> _WHAT TO WORK ON_:
Quote the lines below exactly, from the one that holds "Query: blonde hair" through the final line of the records, and only those.

** SOURCE RECORDS follows **

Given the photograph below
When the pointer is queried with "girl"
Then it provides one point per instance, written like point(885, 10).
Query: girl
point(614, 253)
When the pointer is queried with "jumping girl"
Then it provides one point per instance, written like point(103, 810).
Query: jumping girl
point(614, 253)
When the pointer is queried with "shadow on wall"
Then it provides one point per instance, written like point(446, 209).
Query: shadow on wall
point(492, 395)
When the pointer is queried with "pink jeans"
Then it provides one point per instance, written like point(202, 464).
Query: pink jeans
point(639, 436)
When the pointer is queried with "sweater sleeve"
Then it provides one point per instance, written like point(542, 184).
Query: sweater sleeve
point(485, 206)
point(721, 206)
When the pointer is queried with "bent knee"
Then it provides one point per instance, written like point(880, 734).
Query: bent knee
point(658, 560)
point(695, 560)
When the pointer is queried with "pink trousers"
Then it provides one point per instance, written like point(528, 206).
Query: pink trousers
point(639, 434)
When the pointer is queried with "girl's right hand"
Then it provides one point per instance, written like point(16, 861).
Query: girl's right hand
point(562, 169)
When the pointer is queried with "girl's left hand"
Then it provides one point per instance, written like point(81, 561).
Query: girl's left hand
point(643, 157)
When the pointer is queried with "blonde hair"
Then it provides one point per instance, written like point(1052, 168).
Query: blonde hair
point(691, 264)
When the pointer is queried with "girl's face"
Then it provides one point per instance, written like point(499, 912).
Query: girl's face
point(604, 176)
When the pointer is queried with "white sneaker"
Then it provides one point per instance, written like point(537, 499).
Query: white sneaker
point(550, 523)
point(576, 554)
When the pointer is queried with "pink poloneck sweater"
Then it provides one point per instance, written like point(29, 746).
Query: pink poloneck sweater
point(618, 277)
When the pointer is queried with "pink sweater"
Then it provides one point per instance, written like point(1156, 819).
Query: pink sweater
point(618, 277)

** End of SOURCE RECORDS **

> _WRITTEN ANSWER_:
Query: blonde hair
point(691, 264)
When the pointer is queried with "girl's face"
Then it provides one point per instance, written like point(499, 912).
Query: girl's face
point(604, 176)
When the pointer is queried with "white sneaker"
Then it provides one point per instance, written like point(537, 499).
Query: white sneaker
point(550, 523)
point(576, 554)
When the pointer is queried with "pink poloneck sweater"
Then it provides one point per instance, written like point(29, 746).
Query: pink poloneck sweater
point(618, 277)
When the pointer is queried with "pink sweater"
Then it provides one point per instance, written like point(1156, 819).
Query: pink sweater
point(618, 277)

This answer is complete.